Written request » Count the lines in the records below that contain the string "rocky", and give only that number.

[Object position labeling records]
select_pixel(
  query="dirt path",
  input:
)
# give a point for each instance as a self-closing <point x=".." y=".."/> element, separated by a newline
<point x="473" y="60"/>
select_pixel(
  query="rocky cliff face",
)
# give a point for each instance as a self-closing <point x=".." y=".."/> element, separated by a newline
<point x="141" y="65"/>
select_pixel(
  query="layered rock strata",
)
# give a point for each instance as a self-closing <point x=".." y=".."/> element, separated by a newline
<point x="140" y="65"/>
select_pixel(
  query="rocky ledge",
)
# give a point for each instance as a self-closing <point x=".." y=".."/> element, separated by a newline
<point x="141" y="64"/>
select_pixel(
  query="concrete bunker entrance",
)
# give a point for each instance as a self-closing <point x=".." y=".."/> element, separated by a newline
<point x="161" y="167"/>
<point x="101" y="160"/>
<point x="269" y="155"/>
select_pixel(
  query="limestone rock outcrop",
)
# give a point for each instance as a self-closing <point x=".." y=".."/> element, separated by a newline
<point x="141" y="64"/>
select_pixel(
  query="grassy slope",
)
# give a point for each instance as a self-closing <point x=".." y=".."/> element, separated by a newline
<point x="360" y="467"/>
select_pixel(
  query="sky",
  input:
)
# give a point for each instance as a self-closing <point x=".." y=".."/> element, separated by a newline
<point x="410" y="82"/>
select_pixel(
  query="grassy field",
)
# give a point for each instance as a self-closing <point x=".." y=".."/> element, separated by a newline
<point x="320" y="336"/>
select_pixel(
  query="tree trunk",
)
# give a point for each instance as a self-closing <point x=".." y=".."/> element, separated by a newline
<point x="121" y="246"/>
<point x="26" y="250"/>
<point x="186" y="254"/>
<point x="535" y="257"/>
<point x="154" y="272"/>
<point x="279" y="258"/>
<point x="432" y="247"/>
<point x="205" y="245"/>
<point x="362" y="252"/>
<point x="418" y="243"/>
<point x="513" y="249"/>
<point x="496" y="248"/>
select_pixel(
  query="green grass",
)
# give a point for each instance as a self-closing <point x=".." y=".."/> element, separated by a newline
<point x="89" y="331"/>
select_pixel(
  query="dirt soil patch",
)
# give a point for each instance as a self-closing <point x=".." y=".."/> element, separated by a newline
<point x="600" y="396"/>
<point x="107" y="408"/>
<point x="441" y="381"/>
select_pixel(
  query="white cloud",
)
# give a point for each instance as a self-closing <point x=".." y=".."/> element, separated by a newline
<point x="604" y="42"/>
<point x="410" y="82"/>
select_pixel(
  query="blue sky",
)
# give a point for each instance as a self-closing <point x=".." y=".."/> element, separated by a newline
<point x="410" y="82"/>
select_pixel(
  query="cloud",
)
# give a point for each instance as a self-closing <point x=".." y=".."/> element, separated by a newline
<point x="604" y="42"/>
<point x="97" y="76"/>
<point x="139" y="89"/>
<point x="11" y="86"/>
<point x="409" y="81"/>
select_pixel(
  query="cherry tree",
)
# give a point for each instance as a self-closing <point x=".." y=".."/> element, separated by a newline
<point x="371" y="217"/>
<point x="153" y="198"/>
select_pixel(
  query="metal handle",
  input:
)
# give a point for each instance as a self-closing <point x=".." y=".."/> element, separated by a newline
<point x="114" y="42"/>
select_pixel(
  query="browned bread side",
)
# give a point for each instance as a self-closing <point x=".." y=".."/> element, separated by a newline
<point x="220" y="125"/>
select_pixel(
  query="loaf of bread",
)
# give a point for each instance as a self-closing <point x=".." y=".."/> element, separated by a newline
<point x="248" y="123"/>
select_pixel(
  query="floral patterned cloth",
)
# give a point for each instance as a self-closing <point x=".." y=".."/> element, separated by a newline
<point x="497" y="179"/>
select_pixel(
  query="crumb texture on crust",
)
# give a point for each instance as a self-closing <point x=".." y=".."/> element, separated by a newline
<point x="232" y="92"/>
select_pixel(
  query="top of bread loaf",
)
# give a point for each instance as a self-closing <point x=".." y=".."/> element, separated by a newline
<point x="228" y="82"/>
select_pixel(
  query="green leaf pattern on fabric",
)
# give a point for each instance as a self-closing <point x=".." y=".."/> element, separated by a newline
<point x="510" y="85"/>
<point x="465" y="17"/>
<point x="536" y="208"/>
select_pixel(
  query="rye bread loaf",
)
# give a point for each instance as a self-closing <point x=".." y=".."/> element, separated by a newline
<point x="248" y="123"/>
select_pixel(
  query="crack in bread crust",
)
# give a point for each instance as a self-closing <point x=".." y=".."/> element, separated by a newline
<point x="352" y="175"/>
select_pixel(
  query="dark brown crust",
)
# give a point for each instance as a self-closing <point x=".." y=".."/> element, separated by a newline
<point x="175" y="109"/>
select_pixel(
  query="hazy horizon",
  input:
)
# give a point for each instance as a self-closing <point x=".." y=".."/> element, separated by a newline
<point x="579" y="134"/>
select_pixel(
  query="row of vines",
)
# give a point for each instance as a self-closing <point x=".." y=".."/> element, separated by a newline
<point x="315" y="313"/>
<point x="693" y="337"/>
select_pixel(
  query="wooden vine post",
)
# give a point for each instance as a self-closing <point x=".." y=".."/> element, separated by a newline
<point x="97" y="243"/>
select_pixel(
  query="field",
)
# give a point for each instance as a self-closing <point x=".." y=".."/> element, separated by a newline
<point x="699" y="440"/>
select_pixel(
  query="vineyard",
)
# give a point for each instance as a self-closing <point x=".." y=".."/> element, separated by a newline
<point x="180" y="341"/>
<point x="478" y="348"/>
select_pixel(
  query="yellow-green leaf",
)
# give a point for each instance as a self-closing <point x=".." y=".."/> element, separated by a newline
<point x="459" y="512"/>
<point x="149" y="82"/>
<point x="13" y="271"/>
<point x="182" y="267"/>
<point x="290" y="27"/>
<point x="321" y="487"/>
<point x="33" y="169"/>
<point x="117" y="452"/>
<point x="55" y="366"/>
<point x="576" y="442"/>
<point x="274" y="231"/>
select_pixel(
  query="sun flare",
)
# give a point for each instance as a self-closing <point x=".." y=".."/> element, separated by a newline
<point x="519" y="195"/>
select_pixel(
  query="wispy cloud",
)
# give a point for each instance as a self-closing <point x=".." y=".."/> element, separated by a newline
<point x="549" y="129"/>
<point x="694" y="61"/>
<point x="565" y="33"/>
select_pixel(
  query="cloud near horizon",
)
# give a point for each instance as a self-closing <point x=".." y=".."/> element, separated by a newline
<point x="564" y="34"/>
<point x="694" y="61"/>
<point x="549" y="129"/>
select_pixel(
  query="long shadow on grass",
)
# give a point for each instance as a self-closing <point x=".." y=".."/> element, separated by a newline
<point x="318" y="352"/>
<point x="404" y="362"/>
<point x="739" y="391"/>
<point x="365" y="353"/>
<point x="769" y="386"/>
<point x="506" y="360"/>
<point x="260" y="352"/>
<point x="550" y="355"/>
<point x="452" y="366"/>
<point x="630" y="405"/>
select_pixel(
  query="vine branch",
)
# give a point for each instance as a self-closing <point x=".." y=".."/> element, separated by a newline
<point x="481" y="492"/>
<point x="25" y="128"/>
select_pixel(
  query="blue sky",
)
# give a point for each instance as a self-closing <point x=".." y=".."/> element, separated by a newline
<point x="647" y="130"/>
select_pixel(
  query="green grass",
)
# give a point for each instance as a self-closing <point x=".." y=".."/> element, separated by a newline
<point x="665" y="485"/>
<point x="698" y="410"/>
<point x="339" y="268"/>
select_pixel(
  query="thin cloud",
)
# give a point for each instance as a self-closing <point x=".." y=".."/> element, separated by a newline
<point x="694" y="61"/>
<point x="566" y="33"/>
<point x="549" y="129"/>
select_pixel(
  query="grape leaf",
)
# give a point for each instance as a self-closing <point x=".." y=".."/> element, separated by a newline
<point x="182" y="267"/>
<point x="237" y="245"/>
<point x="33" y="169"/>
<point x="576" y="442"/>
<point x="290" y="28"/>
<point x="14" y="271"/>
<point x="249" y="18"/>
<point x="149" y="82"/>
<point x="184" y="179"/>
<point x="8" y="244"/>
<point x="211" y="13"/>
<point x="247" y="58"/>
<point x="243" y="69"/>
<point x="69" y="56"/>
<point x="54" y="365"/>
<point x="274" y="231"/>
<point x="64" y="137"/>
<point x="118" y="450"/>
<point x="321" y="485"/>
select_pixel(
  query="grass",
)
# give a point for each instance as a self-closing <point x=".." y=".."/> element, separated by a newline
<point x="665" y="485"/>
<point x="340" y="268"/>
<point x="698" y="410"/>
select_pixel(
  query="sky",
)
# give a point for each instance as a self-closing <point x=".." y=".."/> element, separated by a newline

Correct result » 2